■ **Some entries**:

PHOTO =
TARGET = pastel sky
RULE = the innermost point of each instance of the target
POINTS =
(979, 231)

==

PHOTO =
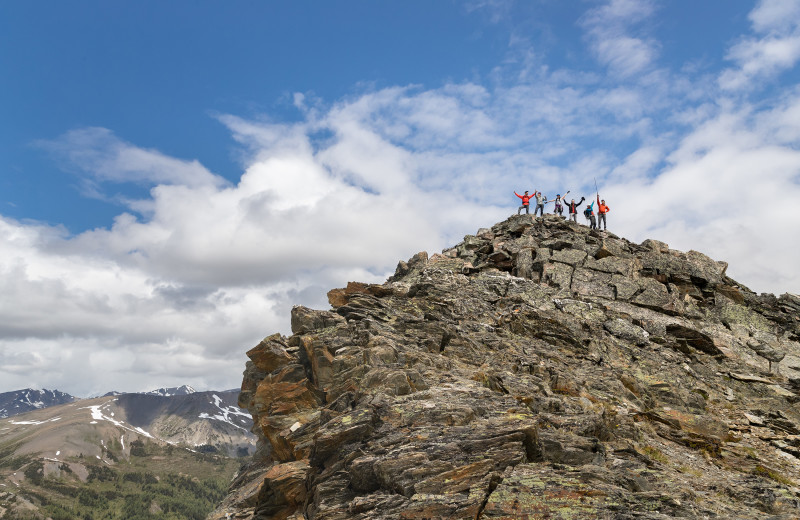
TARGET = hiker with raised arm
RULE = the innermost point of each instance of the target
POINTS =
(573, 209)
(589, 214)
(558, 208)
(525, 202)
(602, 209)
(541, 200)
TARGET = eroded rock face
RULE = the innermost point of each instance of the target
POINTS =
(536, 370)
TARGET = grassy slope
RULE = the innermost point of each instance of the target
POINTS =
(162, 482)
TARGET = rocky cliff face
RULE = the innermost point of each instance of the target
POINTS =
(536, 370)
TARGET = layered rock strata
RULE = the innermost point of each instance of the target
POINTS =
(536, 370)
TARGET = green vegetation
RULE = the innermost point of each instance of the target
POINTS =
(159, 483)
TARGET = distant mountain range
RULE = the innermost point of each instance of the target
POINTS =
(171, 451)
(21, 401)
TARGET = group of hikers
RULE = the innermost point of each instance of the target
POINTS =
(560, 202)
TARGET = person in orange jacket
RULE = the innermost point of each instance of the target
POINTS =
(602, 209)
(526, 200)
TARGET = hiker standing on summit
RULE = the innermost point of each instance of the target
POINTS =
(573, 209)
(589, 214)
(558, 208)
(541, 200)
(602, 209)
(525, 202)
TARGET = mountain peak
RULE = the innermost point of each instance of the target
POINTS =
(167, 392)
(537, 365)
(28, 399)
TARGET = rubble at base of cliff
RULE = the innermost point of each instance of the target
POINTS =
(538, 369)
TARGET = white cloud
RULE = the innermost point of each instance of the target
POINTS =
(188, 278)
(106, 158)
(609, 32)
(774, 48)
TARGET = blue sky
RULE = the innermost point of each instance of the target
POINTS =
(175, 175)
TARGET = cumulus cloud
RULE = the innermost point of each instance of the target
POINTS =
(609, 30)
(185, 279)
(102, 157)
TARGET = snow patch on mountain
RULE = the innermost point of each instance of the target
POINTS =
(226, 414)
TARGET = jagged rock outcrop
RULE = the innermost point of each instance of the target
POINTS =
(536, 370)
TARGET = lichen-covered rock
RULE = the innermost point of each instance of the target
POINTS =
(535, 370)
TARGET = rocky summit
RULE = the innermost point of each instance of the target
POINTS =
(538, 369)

■ **Task details**:
Identify every line in the entries above that contains the string "cliff" and copy each of those lines. Case matters.

■ **Written solution**:
TARGET = rocky cliff face
TARGET = rubble at base of cliff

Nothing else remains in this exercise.